Start of PAGE TEXT

After showing me the new Parmigiani Bugatti Type 390, company vice president and CCO Steve Amstutz asked me what I thought of it.
I said, “The co-axial construction of the timekeeping element is extremely cool; I’ve never seen anything like it. I also think it’s going to be difficult to explain how and why it’s so cool.”
“That’s true,” Steve said. “It will be a challenge.”
“Well, you know,” I began —
Shut up, Suzie, stop talking right now! yelled my brain, but it was too late.
— “That’s gonna be our job, as journalists, to write about something so complex in a clear and understandable way.”
GOD DAMN IT, SUZIE.
“Yes,” said Steve. “It is.”
The Co-Axial Movement Construction of the Parmigiani Bugatti Type 390 and Why It’s So Cool
If you actually have a life and don’t spend all your time buried in watchmaking minutiae, you might not be familiar with the term “co-axial”, outside of its most famous use in the name of the proprietary escapement first designed by George Daniels and now owned by Omega. In its most foundational sense, however, “co-axial” simply refers to systems consisting of two or more elements with aligned rotational axes. They rotate around the same line. That’s basically it.
In traditional movement construction — in most gear systems that involve transmission of energy from one point to another, really — things are rarely co-axial. Wheel connects to pinion connects to wheel in an offset progression. It’s impossible within the current laws of physics to implement co-axial construction with the conventional geared array of wheels and pinions. (It does work in a purely theoretical sense, if all your elements have zero dimension. Needless to say, this is not the most practical way of thinking about it.)

End of PAGE TEXT
Start of MATERIAL SUPPLIED

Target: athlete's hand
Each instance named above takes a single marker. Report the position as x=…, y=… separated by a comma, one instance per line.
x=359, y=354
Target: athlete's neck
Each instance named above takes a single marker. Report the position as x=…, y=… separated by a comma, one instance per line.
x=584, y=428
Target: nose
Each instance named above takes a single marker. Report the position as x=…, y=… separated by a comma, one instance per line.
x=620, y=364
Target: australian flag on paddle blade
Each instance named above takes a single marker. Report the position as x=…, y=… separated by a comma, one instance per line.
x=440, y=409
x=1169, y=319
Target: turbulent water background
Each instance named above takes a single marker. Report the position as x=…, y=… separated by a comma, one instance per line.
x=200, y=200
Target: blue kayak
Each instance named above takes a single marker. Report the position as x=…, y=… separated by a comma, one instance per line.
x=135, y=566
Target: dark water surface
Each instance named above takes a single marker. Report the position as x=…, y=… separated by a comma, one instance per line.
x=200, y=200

End of MATERIAL SUPPLIED
Start of MATERIAL SUPPLIED

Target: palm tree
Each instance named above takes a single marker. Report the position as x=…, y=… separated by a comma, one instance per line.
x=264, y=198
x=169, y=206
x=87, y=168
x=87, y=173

End of MATERIAL SUPPLIED

SHORT EXERCISE 1: For each statement, say yes or no based on the watch article, and quote the exact words of the article that settle it. (a) Steve Amstutz is the company's vice president and CCO. (b) The co-axial escapement was first designed by Omega. (c) In traditional movement construction, things are usually co-axial.
SHORT EXERCISE 2: According to the watch article, what does "co-axial" mean in its most basic sense?
SHORT EXERCISE 3: Copy from the watch article the stretch from "The Co-Axial Movement" through "That’s basically it.".
None of the rows are needed here.

COMPLETE RESPONSE 1:
(a) Yes: "company vice president and CCO Steve Amstutz"
(b) No: "first designed by George Daniels and now owned by Omega"
(c) No: "things are rarely co-axial"

COMPLETE RESPONSE 2: It refers to systems of two or more elements with aligned rotational axes.

COMPLETE RESPONSE 3:
The Co-Axial Movement Construction of the Parmigiani Bugatti Type 390 and Why It’s So Cool
If you actually have a life and don’t spend all your time buried in watchmaking minutiae, you might not be familiar with the term “co-axial”, outside of its most famous use in the name of the proprietary escapement first designed by George Daniels and now owned by Omega. In its most foundational sense, however, “co-axial” simply refers to systems consisting of two or more elements with aligned rotational axes. They rotate around the same line. That’s basically it.